_EXTRACT:_
============================================================

Speech by Consul General Dr. Henrik Becker-Christensen
on the occasion of the 5th anniversary of the European Centre for Minority Issues (ECMI), 30 November 01, Sankelmark Academy
Your Excellencies, Mr. Chairman, Ladies and Gentlemen,
For a long time it has been quite common in the Danish-German borderland that children on both sides of the border have a German father and a Danish mother - or the opposite. It is, you may say, a sign of good understanding between the two nationalities. So if you were invited to a birthday party in such a family where, for instance, the child had become five years old, you would not by any means find it unusual.
But when you realize that the child has got not only two, but three parents - that are in fact three governments - and that the child itself is an international institution responsible for minority issues, you will recognize that it is a very special birthday - but not the less a happy one.
In other words: it is a great pleasure and a great honour for me today as Consul General in Flensburg to represent the Danish side of ECMI's family. I have been asked to greet all of you and wish ECMI the very best for its future.

============================================================

_DATA SECTION:_
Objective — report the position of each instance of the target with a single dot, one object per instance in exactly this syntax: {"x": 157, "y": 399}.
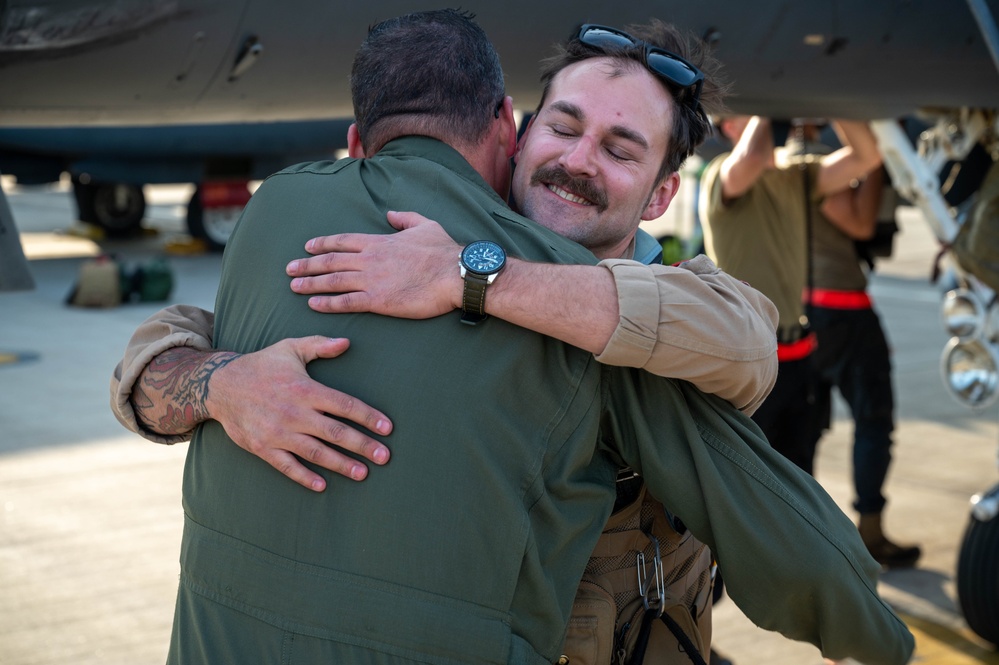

============================================================

Write out the stretch of the anniversary speech from "But when you" through "for its future." word for word. The material is not needed here.

_TASK RESULT:_
But when you realize that the child has got not only two, but three parents - that are in fact three governments - and that the child itself is an international institution responsible for minority issues, you will recognize that it is a very special birthday - but not the less a happy one.
In other words: it is a great pleasure and a great honour for me today as Consul General in Flensburg to represent the Danish side of ECMI's family. I have been asked to greet all of you and wish ECMI the very best for its future.